> **What is being asked**
Output the material exactly, but drop every image it holds.

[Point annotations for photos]
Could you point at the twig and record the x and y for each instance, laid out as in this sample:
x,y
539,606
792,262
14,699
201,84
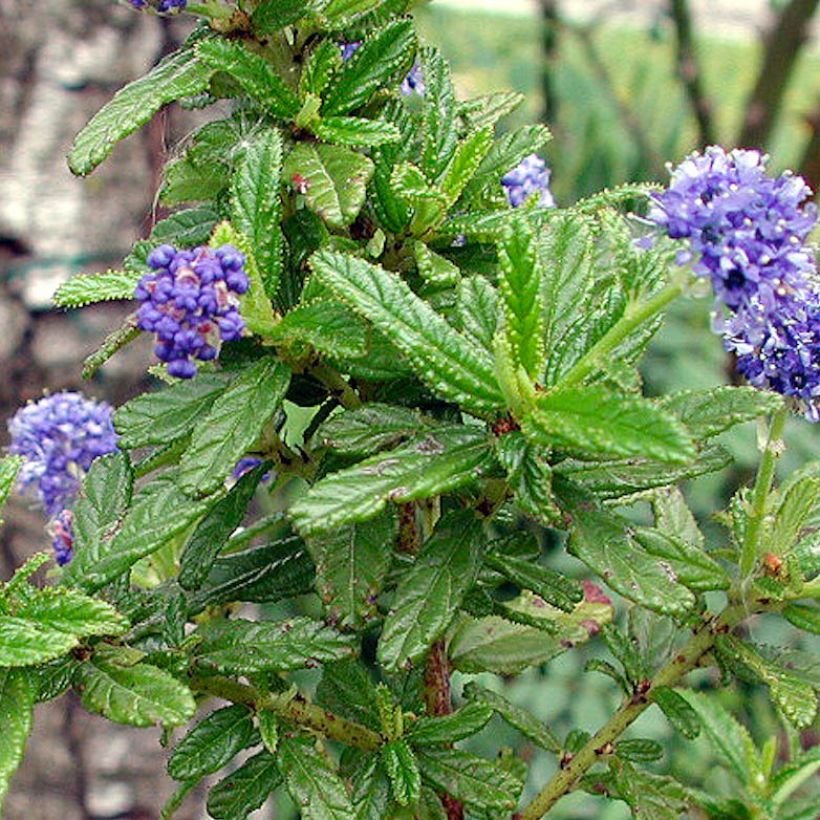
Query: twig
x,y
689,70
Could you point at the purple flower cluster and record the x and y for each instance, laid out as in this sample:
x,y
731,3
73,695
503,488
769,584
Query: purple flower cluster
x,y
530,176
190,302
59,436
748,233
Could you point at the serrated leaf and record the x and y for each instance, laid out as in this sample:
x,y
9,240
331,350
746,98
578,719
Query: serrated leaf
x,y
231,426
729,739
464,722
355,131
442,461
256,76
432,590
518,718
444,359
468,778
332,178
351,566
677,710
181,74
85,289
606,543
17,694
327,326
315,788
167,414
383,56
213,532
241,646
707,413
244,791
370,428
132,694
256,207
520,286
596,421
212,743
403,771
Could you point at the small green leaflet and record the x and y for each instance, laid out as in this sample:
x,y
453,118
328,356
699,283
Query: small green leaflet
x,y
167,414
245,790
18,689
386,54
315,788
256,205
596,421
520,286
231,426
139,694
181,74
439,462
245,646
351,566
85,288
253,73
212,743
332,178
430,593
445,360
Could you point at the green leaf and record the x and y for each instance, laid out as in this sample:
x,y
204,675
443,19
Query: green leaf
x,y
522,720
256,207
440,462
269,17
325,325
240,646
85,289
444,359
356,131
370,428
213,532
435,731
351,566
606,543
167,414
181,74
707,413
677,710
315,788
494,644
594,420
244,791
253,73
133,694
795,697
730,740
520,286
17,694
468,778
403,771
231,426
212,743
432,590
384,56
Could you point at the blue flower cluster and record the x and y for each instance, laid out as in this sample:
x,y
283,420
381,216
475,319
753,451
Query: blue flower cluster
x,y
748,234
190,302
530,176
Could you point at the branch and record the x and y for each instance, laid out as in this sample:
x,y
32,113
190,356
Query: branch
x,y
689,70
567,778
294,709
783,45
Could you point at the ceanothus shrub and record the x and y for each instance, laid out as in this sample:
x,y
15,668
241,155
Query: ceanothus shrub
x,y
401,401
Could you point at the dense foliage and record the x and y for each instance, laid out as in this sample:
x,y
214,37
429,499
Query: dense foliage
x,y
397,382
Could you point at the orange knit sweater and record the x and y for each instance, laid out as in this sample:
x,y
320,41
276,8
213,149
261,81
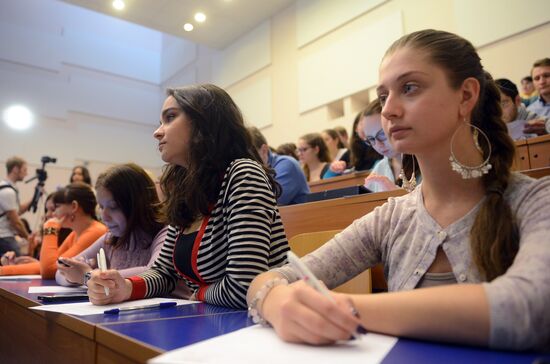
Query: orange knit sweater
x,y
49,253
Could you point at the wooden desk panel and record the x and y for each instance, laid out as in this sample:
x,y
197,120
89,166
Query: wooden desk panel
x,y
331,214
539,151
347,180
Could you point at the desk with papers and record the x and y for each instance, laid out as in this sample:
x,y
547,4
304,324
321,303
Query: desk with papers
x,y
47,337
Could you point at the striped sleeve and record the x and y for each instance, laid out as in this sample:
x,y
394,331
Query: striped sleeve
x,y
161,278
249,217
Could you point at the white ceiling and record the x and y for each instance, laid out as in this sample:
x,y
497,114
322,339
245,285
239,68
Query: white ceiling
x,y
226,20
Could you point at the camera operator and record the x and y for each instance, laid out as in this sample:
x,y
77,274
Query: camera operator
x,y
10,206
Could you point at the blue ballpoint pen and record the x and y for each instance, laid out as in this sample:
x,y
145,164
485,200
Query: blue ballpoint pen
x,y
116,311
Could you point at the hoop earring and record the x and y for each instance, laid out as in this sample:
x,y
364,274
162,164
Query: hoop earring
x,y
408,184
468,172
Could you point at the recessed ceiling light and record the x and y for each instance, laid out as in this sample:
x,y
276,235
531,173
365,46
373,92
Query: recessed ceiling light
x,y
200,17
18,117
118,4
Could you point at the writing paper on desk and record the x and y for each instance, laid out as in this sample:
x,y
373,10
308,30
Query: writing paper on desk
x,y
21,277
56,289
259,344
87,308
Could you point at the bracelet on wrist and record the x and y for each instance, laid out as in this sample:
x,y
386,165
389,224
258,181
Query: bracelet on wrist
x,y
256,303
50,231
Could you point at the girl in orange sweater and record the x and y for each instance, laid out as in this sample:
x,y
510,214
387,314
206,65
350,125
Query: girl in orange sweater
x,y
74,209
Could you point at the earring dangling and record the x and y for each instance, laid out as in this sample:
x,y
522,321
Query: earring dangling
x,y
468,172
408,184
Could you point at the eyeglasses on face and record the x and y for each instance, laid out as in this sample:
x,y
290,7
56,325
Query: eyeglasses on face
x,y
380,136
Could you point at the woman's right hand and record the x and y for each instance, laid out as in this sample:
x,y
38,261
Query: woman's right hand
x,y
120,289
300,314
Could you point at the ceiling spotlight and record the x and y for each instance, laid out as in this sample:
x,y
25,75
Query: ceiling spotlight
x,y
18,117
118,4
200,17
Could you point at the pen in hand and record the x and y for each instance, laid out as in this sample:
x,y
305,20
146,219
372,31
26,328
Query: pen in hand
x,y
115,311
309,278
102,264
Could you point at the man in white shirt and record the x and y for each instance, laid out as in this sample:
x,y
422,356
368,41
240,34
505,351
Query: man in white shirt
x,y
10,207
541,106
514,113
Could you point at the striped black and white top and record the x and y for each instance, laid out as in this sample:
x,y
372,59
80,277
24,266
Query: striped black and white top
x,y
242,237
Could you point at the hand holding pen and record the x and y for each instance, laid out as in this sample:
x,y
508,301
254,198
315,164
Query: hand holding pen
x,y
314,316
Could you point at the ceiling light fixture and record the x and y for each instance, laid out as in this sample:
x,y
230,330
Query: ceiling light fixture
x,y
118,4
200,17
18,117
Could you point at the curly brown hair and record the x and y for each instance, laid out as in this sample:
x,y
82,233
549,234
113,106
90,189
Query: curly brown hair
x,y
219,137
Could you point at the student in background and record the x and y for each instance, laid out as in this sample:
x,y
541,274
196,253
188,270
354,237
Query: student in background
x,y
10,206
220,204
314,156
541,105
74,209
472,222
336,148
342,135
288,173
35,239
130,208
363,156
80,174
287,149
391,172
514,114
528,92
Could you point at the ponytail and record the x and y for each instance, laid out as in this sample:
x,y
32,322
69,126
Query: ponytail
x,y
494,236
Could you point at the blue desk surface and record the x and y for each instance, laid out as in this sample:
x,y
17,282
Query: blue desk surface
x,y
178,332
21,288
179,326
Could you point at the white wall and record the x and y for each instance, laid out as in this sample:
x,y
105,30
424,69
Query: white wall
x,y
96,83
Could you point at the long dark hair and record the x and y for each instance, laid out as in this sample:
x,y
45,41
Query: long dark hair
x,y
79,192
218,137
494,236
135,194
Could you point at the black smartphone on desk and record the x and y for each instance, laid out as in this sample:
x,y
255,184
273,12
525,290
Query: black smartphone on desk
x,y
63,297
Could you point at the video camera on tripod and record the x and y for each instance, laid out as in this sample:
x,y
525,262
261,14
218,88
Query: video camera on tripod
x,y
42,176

> **Final result**
Could you point at the twig and record the x and y for each instance, laid out as in this sample:
x,y
539,606
792,262
14,699
201,84
Query: twig
x,y
689,70
Could you point at the purple flower cluster and record the x and y for each instance, laid out as in this sample:
x,y
731,3
73,695
503,488
769,584
Query: purple flower cluster
x,y
530,176
190,302
59,436
748,233
Could you point at the serrated leaf and record the x and y for each instance, laid out as in this sample:
x,y
9,240
331,350
746,98
578,719
Query: serrated leaf
x,y
231,426
729,739
464,722
355,131
442,461
256,76
432,590
518,718
444,359
468,778
332,178
351,566
677,710
181,74
85,289
606,543
17,694
327,326
315,788
167,414
383,56
213,532
241,646
707,413
244,791
370,428
132,694
256,207
520,286
596,421
212,743
403,771
Could you point at the small green leaflet and record the x and y for each instance, laid out as in this sample:
x,y
453,118
328,356
699,283
Query: small green leaflet
x,y
167,414
245,790
18,689
386,54
315,788
256,205
596,421
520,286
231,426
139,694
181,74
439,462
245,646
351,566
85,288
253,73
212,743
332,178
430,593
445,360
Could you point at the green leaf and record the x and y for each instance, laid out as in this sample:
x,y
204,675
443,19
Query: green leaf
x,y
522,720
256,207
440,462
269,17
325,325
240,646
85,289
444,359
356,131
370,428
213,532
435,731
351,566
606,543
167,414
181,74
707,413
677,710
315,788
494,644
594,420
244,791
253,73
133,694
795,697
730,740
520,286
17,694
468,778
403,771
231,426
212,743
432,590
384,56
Could you point at the blue flower cluster and record the x and y for each instance, laid out as in this sample:
x,y
283,420
381,216
475,319
753,451
Query: blue flower cluster
x,y
748,234
190,302
530,176
Could you point at the branch and record the x and y for each instance, laid out as in this sample:
x,y
32,113
190,356
Query: branch
x,y
689,70
567,778
294,709
783,45
Could you point at the ceanothus shrub and record the x and y for each instance, laid out as in this sample:
x,y
15,668
241,155
Query: ceanothus shrub
x,y
401,401
Could you point at the dense foliage and record the x and y for each instance, laid out as in this sample:
x,y
214,37
429,499
Query: dense foliage
x,y
397,382
Could you point at the orange knit sweater and record the x and y for each instance, laid out as in this sample:
x,y
320,41
276,8
213,149
261,81
Query: orange knit sweater
x,y
49,253
Could you point at the wooden desk panel and record the x and y for each instance, laid out as in this sample:
x,y
197,120
89,166
Query: wooden desk panel
x,y
331,214
539,151
347,180
Could you point at the desk with papers and record the x and y for each instance, laid out as in this sample:
x,y
547,4
304,324
321,303
Query: desk with papers
x,y
47,337
Could you point at the striped sleeve and record the x and y for each instance, laid out as in this sample:
x,y
394,331
Query: striped sleeve
x,y
161,278
249,217
Could you point at the white ceiling and record the x and y for each instance, laid out as in this sample:
x,y
497,114
322,339
245,285
239,68
Query: white ceiling
x,y
226,20
Could you point at the camera operator and record the x and y for each instance, laid out as in this sample:
x,y
77,274
Query: camera operator
x,y
10,206
Could you point at the blue ballpoint pen and record the x and y for each instance, laid out as in this sample:
x,y
145,164
485,200
Query: blue ballpoint pen
x,y
116,311
Could you point at the hoop earring and record the x and y for each instance, laid out as in this sample:
x,y
364,274
162,164
Query: hoop earring
x,y
408,184
468,172
Could you point at the recessed ceiling light and record the x and y for each instance, laid out as in this sample:
x,y
276,235
531,173
365,46
373,92
Query: recessed ceiling light
x,y
200,17
18,117
118,4
Could you point at the writing paper on desk and record the x and y for each instance, laid out as in this sample:
x,y
373,10
308,30
Query: writing paper on desk
x,y
21,277
56,289
259,344
87,308
Could you point at the bracelet on wrist and record the x and y for each instance, laid out as in this sample:
x,y
386,165
389,224
258,181
Query: bracelet on wrist
x,y
256,303
50,231
Could you point at the girl in orange sweater and record the x and y for each instance, laid out as in this sample:
x,y
510,214
387,314
206,65
350,125
Query: girl in orange sweater
x,y
74,209
Could you point at the earring dangling and record the x and y for each instance, laid out as in this sample:
x,y
522,321
Query: earring dangling
x,y
468,172
408,184
Could you point at the eyeglasses on face and record the x and y for each instance, laid out as in this sample:
x,y
290,7
56,325
Query: eyeglasses on face
x,y
380,136
Could you point at the woman's right hand and record the x and y for each instance, laid out as in this sample:
x,y
38,261
Query: woman's right hand
x,y
120,289
300,314
Could you point at the ceiling spotlight and record the x and y for each instance, laid out as in this sample:
x,y
25,75
Query: ceiling spotlight
x,y
18,117
118,4
200,17
Could you point at the pen in hand and record the x and y for each instance, laid out as in this sample:
x,y
305,20
146,219
372,31
26,328
Query: pen in hand
x,y
115,311
309,278
102,264
Could you point at the man in white shirt and record the x and y for each instance, laid out as in this sample:
x,y
422,356
368,41
240,34
505,351
Query: man in white shirt
x,y
10,207
541,106
514,113
Could you point at the striped black and white top and record the x and y for each instance, laid out as in this sample:
x,y
372,59
80,277
24,266
Query: striped black and white top
x,y
242,237
Could you point at the hand holding pen and record the x and y for each instance, laid out as in this sample:
x,y
508,301
254,198
315,164
Query: hand holding pen
x,y
314,316
Could you point at the ceiling light fixture and record the x and y for each instance, laid out as in this sample:
x,y
230,330
Query: ceiling light fixture
x,y
118,4
200,17
18,117
Could you point at the curly brown hair and record the x and y for each instance, laid out as in this sample:
x,y
82,233
549,234
113,106
90,189
Query: curly brown hair
x,y
219,137
Could you point at the student in background and record the x and y for each instance, laid out as in this sample:
x,y
541,274
196,253
188,270
354,237
Query: student in background
x,y
10,206
220,204
314,156
541,105
74,209
472,222
336,148
342,135
288,173
35,239
130,208
363,156
80,174
287,149
391,172
514,114
528,92
Could you point at the ponytail and record the x and y for each instance, laid out as in this sample:
x,y
32,322
69,126
Query: ponytail
x,y
494,236
Could you point at the blue desk surface and record the x and y for each instance, laid out as in this sample:
x,y
17,282
Query: blue desk surface
x,y
178,332
21,288
179,326
Could you point at the white wall and record the x and y for each instance, laid out as in this sample:
x,y
105,30
424,69
Query: white wall
x,y
96,83
Could you point at the long dark hair and record the x and y for each instance, laid out as in this sample:
x,y
45,41
Query: long dark hair
x,y
79,192
218,137
494,236
135,194
Could you point at the black smartphone on desk and record the x and y for each instance, laid out as in this sample:
x,y
255,184
273,12
525,290
Query: black smartphone on desk
x,y
63,297
Could you point at the video camera on tripod and record the x and y for each instance, laid out as in this sample:
x,y
525,262
261,14
218,88
Query: video camera on tripod
x,y
42,176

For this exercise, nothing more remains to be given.